Find how many lines of the listing include the string "slope", and report only that figure.

-- DATA IN THIS EXERCISE --
━━━━━━

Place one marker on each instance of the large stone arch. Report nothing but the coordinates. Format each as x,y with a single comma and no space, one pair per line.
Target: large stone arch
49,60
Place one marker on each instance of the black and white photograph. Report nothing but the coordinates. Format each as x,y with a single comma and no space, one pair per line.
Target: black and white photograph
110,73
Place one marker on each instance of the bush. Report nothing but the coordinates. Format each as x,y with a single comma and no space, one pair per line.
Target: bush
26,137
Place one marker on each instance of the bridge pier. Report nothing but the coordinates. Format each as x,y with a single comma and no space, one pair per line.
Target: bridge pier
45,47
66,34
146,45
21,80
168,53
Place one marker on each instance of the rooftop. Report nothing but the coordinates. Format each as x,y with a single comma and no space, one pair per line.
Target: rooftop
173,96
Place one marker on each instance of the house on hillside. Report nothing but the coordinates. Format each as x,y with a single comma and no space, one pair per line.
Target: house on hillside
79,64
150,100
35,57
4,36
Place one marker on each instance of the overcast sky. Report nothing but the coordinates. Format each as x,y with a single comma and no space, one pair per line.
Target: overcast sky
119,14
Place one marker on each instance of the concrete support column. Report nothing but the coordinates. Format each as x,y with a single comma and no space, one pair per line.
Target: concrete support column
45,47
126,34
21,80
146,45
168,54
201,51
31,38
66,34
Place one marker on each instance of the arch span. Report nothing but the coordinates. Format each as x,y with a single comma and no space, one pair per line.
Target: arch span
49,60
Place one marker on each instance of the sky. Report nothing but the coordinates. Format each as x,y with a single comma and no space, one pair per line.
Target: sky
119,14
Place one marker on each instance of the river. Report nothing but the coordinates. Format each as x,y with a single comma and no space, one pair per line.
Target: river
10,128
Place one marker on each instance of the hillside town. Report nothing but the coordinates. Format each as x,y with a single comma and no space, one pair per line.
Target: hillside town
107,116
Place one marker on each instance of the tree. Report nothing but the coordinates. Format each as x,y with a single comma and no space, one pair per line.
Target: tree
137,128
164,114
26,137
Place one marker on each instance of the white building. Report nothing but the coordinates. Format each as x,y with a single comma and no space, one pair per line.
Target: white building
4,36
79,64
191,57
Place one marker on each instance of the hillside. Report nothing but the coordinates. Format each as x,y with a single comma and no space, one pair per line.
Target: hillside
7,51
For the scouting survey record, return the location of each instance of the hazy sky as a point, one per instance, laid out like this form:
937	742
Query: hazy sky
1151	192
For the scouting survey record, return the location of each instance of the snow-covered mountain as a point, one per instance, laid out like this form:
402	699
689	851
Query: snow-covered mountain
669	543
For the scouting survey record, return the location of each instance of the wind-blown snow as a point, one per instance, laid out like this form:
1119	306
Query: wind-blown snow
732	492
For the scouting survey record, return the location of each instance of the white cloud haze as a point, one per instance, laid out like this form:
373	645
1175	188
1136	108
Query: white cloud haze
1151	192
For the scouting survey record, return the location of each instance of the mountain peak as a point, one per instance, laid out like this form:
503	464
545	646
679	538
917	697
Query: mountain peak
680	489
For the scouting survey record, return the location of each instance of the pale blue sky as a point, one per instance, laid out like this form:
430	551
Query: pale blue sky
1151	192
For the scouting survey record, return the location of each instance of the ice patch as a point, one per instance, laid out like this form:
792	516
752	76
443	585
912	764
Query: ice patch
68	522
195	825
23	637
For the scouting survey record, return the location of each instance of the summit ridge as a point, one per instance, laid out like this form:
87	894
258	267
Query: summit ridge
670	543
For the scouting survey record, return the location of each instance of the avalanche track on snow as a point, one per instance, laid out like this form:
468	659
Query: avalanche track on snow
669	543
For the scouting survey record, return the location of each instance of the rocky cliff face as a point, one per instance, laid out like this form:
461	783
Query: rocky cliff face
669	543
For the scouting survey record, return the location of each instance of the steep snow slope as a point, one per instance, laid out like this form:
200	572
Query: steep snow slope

━━━━━━

-- OUTPUT --
2